● Text section:
-- Start --

Probabilistic forecasts for the 2026 FIFA World Cup are obtained by using a hybrid model that combines data, expert insights, and advanced statistical models. The favorite is Spain, closely followed by England, France, and Germany.

Football fans around the world are looking forward to the kick-off of the 2026 FIFA World Cup in Canada, Mexico, and the United States next week. 48 of the best teams from all around the world will compete from 11 June to 19 July to determine the new World Champion. In anticipation of the tournament the big question is who among the teams will succeed, who will drop out, and who will eventually prevail. While it is, of course, not yet possible to give definitive answers to these questions, we are able to provide probabilistic forecasts for all possible matches using a refined machine learning algorithm. This allows us to explore the likely course of the tournament by simulation.

-- End --

● Record extracts:
-- Start --

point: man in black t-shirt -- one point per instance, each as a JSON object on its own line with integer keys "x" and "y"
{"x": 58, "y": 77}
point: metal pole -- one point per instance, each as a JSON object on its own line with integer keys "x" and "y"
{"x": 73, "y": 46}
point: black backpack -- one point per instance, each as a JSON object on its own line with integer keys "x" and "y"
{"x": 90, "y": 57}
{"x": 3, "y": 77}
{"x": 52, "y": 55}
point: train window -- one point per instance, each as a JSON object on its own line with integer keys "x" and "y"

-- End --
-- Start --

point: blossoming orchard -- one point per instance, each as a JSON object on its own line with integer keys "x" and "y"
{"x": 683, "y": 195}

-- End --
-- Start --

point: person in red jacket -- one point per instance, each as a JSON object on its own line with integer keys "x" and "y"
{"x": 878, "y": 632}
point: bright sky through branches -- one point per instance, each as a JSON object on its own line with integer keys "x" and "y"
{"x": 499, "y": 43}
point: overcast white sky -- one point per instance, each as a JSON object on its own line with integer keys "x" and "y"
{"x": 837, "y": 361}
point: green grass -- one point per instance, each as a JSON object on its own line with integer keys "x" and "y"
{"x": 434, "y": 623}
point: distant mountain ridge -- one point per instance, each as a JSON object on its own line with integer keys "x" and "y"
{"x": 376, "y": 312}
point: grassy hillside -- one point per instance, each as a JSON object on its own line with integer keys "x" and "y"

-- End --

● Exercise task: Continue the text above about forecasting the 2026 FIFA World Cup, starting after its last sentence and not the data.

● Answer to this problem:
Winning probabilities

The forecast is based on a machine learning algorithm that blends a variety of different sources of information: An ability estimate for every team based on historic matches; an ability estimate for every team based on odds from 24 bookmakers; average ratings of the players in each team based on their individual performances in their home clubs and national teams; the average market value of all players in each team according to a wisdom-of-the-crowd approach; further team and country covariates (e.g., FIFA and Elo ratings or GDP). A machine learning algorithm is trained on the results of all major football tournaments (Men’s World Cups and Euros) between 2006 and 2024 and then applied to current information to obtain a forecast for the 2026 FIFA World Cup. More specifically, the algorithm estimates the predicted number of goals for all possible matches between all 48 teams in the tournament. Based on the predicted goals the probabilities for each potential outcome (i.e., 0-0, 1-0, 0-1, 2-0, etc.) in each of these matches can be computed from a bivariate Poisson distribution (here: assuming independence). This allows us to simulate all matches in the group phase and which teams proceed to the knockout stage and who eventually wins. Repeating the simulation 100,000 times yields winning probabilities for each team. The results show that Spain is the favorite for the title with a winning probability of 14.5%, closely followed by England and France, both with 12.4%, and Germany with 11.2%. The winning probabilities for all teams are shown in the barchart below with more information linked in the interactive full-width version.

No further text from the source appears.